ESERCIZI DA SVOLGERE.
A) Trascriva la parte del brano sulla diffida alla Regione Veneto compresa tra "5.3. Nel contesto" e "non immediatamente lesivo.", estremi inclusi.
B) Prosegua il brano sulla diffida alla Regione Veneto, riprendendo dopo l'ultima frase riportata.

5.3. Nel contesto così come innanzi descritto, la mera indicazione nell’atto di diffida di termini puntuali per adempiere agli obblighi ritenuti sussistenti a carico della Regione Veneto e dei Comuni (Venezia, (omissis), (omissis)) non appare sufficiente a mutare la natura dell’atto (diffida in senso stretto), quale atto avente natura endoprocedimentale, non immediatamente lesivo.
Ciò in quanto la Presidenza del Consiglio, operando nel dichiarato presupposto che le amministrazioni destinatarie del decreto versino già in una situazione di inadempimento, non intende assegnare un normale termine per adempiere o un mero differimento, bensì intende integrare un elemento di una fattispecie complessa, che – con il concorso dell’ulteriore presupposto dell’inutile decorso del termine – consente di investire della questione il Consiglio dei Ministri, al quale compete l’adozione degli eventuali (e non predefiniti quanto al contenuto) provvedimenti finali.

DATI FORNITI.
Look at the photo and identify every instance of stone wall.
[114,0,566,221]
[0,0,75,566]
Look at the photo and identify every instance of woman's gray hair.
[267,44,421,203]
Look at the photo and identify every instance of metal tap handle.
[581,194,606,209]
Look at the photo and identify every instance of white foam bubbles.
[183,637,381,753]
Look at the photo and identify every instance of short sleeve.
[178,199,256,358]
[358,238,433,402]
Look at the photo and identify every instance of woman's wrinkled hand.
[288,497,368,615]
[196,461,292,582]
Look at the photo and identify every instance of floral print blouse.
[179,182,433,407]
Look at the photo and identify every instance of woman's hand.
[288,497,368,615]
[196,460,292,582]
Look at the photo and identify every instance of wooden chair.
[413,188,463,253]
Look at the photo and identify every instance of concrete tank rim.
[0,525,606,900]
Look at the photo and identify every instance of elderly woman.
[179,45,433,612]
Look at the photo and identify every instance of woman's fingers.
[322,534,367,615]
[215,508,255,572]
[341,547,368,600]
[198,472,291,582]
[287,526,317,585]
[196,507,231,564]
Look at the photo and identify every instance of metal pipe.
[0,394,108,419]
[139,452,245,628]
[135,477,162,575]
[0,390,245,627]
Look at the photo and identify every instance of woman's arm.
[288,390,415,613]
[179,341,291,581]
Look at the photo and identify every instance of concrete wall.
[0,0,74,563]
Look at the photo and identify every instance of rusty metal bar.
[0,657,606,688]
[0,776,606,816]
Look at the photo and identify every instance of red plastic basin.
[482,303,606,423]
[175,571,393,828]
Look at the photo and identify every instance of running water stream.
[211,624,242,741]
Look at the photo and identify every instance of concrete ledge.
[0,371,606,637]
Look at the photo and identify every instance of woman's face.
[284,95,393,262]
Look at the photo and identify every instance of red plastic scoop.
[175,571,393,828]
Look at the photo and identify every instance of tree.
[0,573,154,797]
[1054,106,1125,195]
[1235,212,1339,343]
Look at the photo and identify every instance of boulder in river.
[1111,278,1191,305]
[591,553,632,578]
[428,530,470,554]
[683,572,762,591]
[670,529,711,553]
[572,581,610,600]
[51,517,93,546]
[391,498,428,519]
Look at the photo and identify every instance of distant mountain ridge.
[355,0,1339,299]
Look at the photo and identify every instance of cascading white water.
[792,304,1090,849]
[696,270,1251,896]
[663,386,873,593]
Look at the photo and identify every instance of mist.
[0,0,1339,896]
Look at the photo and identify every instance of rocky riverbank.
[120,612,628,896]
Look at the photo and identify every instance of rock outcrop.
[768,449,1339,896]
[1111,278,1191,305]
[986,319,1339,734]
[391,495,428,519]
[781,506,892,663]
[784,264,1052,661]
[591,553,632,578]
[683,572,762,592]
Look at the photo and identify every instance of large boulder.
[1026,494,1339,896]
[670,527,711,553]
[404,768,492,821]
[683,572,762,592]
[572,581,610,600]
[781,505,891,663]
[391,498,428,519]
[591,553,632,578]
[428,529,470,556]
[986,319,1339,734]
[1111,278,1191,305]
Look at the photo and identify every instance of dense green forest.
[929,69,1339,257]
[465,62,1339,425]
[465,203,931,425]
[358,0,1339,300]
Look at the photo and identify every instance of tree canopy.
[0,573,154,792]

SOLUZIONI.
A)
5.3. Nel contesto così come innanzi descritto, la mera indicazione nell’atto di diffida di termini puntuali per adempiere agli obblighi ritenuti sussistenti a carico della Regione Veneto e dei Comuni (Venezia, (omissis), (omissis)) non appare sufficiente a mutare la natura dell’atto (diffida in senso stretto), quale atto avente natura endoprocedimentale, non immediatamente lesivo.

B)
5.4. Le considerazioni innanzi delineate non mutano per il fatto che il Comune di Venezia ha esposto che l’obbligo di bonifica era già stato in precedenza posto a carico di un soggetto privato (la società Sy.), ovvero per il fatto che il Comune di (omissis) assume di essere stato incluso per mero errore tra gli enti destinatari di diffida.
Ed infatti, la Regione ed i Comuni interessati ben possono esporre le loro ragioni nel corso ulteriore del procedimento e, nel caso in cui le stesse non vengano favorevolmente valutate, impugnare l’eventuale provvedimento conclusivo adottato e da loro ritenuto illegittimo e lesivo.
Proprio perché non è la diffida l’atto concretamente lesivo, i soggetti destinatari ben possono far valere le proprie ragioni avverso gli atti di attivazione dei poteri sostitutivi e di nomina del commissario straordinario per la gestione delle discariche, assunti nelle riunioni del Consiglio dei Ministri del 29 dicembre 2016 e, da ultimo, del 24 marzo 2017 (ampiamente richiamati negli atti di causa); provvedimenti che, peraltro, risultano essere già stati oggetto di impugnazione (v. memoria Comune di (omissis) dep. il 25 maggio 2017).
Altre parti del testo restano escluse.